begin

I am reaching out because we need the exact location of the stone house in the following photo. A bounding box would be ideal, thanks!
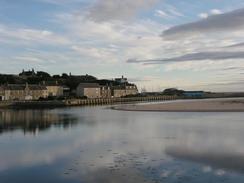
[100,86,112,98]
[2,84,48,100]
[43,81,64,97]
[76,83,101,98]
[112,85,138,98]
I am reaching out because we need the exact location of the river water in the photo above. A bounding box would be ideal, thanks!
[0,104,244,183]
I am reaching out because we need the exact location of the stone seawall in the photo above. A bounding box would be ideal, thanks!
[0,96,178,108]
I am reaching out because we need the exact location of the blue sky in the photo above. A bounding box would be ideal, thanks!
[0,0,244,91]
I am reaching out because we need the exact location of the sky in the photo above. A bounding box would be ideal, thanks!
[0,0,244,92]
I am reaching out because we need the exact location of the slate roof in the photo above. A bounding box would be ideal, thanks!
[78,83,100,88]
[2,84,47,90]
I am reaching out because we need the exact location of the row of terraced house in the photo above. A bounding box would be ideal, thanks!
[0,78,138,101]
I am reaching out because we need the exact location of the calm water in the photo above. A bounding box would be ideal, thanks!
[0,104,244,183]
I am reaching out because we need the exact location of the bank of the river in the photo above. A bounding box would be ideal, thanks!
[114,98,244,112]
[0,96,178,108]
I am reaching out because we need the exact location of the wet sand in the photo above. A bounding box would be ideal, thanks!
[114,98,244,112]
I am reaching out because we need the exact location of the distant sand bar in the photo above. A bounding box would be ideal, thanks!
[114,98,244,112]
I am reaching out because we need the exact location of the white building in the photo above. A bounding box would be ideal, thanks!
[76,83,101,98]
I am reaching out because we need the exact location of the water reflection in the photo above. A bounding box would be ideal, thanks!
[0,107,244,183]
[0,110,77,134]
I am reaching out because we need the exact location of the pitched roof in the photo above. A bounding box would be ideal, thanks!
[78,83,100,88]
[2,84,47,90]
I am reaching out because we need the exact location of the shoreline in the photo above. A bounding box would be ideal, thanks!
[112,98,244,112]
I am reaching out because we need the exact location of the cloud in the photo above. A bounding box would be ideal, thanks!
[162,8,244,39]
[198,13,208,18]
[127,51,244,64]
[210,9,222,15]
[87,0,158,22]
[155,10,170,18]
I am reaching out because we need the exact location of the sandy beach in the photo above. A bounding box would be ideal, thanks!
[114,98,244,112]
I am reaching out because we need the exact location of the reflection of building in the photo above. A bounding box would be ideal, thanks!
[0,86,5,101]
[183,91,204,97]
[76,83,101,98]
[1,84,48,100]
[0,110,77,134]
[112,85,138,98]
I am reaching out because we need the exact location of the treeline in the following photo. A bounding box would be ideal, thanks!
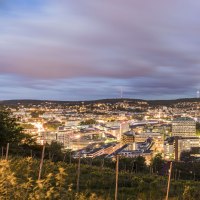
[0,157,200,200]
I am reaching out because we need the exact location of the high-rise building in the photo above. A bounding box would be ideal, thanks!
[172,117,196,137]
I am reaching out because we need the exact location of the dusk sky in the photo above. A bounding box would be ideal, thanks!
[0,0,200,100]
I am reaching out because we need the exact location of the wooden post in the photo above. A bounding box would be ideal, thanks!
[166,162,172,200]
[38,145,45,180]
[1,147,3,159]
[6,143,10,160]
[76,151,81,193]
[115,155,119,200]
[69,150,72,165]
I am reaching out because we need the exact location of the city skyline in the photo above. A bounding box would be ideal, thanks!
[0,0,200,100]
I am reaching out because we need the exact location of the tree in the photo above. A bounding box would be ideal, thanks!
[0,111,30,146]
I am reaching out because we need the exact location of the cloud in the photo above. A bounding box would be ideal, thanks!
[0,0,200,98]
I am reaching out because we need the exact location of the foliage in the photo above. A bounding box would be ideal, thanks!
[151,154,165,174]
[0,157,200,200]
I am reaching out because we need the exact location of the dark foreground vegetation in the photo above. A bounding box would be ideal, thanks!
[0,157,200,200]
[0,112,200,200]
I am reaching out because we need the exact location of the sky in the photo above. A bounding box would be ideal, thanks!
[0,0,200,100]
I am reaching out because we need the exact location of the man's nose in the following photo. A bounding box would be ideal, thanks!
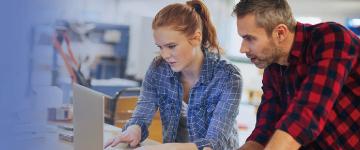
[240,41,249,53]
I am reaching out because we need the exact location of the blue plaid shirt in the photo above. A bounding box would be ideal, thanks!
[124,50,242,150]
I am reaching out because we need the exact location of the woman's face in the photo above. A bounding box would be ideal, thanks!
[154,27,202,72]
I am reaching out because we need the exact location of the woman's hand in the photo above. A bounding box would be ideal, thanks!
[104,125,141,148]
[135,143,197,150]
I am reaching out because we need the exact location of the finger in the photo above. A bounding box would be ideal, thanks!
[130,138,139,147]
[104,139,114,149]
[111,134,130,147]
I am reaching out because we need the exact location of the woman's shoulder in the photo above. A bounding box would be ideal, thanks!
[216,57,241,76]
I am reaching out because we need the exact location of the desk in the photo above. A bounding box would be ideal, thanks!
[42,122,160,150]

end

EXERCISE GOAL: Reproduce the entire listing above word for word, leaving out the pictures.

THE REPLY:
I am reaching out because we need the exact location of the stone house in the following photo. A bounding box would be ideal, thanks!
[100,86,112,98]
[2,84,48,100]
[43,81,64,97]
[76,83,101,98]
[112,85,138,98]
I am reaching out because we need the exact location of the river water in the photo above. A bounding box would be ideal, thanks!
[0,104,244,183]
I am reaching out because we need the exact location of the stone seawall in the photo above. A bounding box would be ideal, thanks!
[0,96,178,108]
I am reaching out because we need the exact location of the blue sky in the photo above. A bounding box would be ideal, thanks!
[0,0,244,91]
I am reaching out because we need the exact location of the sky in the photo above. A bounding box would be ideal, thanks!
[0,0,244,92]
I am reaching out because we need the exact location of the slate roof in the photo above. A bounding box would be ideal, thanks!
[78,83,100,88]
[2,84,47,90]
I am reaching out because we need the exact location of the row of terraced house in the photo above. A bounding box would be ideal, thanks!
[0,78,138,101]
I am reaching out because we need the exact location of the calm water in the photo above. A bounding box would be ideal, thanks!
[0,104,244,183]
I am reaching out because we need the exact location of the bank of the river in the photo above. A bounding box would be ideal, thanks!
[114,98,244,112]
[0,96,178,108]
I am reaching out because we need the exact location of the wet sand in the photo above. A bounding box would be ideal, thanks!
[114,98,244,112]
I am reaching out because we need the exact location of the distant sand bar in the photo above. A bounding box would be ideal, thanks!
[114,98,244,112]
I am reaching out because we need the exact location of the white building in the photo above. A bounding box would be ideal, thanks!
[76,83,101,98]
I am reaching out because we need the exact location of the water reflection in the photo above. A bounding box would be ideal, thanks!
[0,107,244,183]
[0,110,77,134]
I am reaching out because we need the exact location of the pitched roof in the photo above. A bounding box would be ideal, thanks!
[78,83,100,88]
[2,84,47,90]
I am reaching out because we need the exact location of the shoreline in the photo above. A bounding box would be ideal, thanks!
[112,98,244,112]
I am reaching out because we need the exact location of the cloud in the photo above. A bounding box would be ideal, thanks!
[162,8,244,39]
[198,13,208,18]
[127,51,244,64]
[210,9,222,15]
[87,0,158,22]
[155,10,170,18]
I am reaching out because we need the exact location of the sandy beach in the photo above. A bounding box would be ideal, thanks!
[114,98,244,112]
I am reaching out because we need the exact location of the reflection of building in the photo above. A bounding box would be ideal, thanks!
[0,86,5,101]
[183,91,204,97]
[76,83,101,98]
[1,84,48,100]
[0,110,77,134]
[112,85,138,98]
I am reaching out because we need the exact location of the treeline in the following photo. A bounding box would be ideal, thanks!
[0,157,200,200]
I am reaching out because we need the exact location of the high-rise building in the photo above. A bounding box would be ideal, thanks!
[172,117,196,137]
I am reaching out because we need the exact location of the dusk sky in the photo above. A bounding box would be ideal, thanks!
[0,0,200,100]
I am reaching out because we need the exact location of the wooden post in the photo above. A bounding box would be ideal, thanks!
[166,162,172,200]
[38,145,45,180]
[1,147,3,159]
[6,143,10,160]
[76,151,81,193]
[115,155,119,200]
[69,150,72,165]
I am reaching out because we need the exact location of the city skyline in the photo above. A bounding box would be ideal, thanks!
[0,0,200,100]
I am reaching out because we need the exact location of the tree in the photo above. A bounding box would be ideal, thanks!
[0,111,30,146]
I am reaching out because we need the exact location of the cloud in the photo above. A bounding box would be ideal, thanks!
[0,0,200,98]
I am reaching out because we need the exact location of the foliage in the photo above. A bounding box would be ideal, thanks!
[151,154,165,174]
[0,157,200,200]
I am reaching out because we need the exact location of the dark foreground vegetation in the photo above. A bounding box would be ideal, thanks!
[0,157,200,200]
[0,112,200,200]
I am reaching out because we need the exact location of the sky in the photo above. A bounding box would be ideal, thanks!
[0,0,200,100]
I am reaching out because we need the exact location of the man's nose in the following photo. A bounding box would be ideal, thanks!
[240,41,249,53]
I am reaching out because we need the exact location of the blue plaid shirt in the photo above. A bounding box would be ideal, thanks!
[124,50,242,150]
I am reaching out because we need the exact location of the woman's face in the photo above. A bounding box would be ideal, thanks!
[154,27,202,72]
I am reaching out because we need the exact location of the woman's hand in the photo above. A bounding box would be ideal, thanks!
[104,125,141,148]
[135,143,197,150]
I am reaching out because we need the exact location of the finger in the photo above. A bounding box would be ideal, thanks!
[130,138,139,147]
[104,139,114,149]
[111,134,130,147]
I am reaching out because we need the exact location of the woman's shoulder in the photo above. A bounding box would be ideal, thanks!
[216,57,241,76]
I am reaching out because we need the exact location of the desk in the photo above. A bounding box would be ideal, thanks!
[42,122,160,150]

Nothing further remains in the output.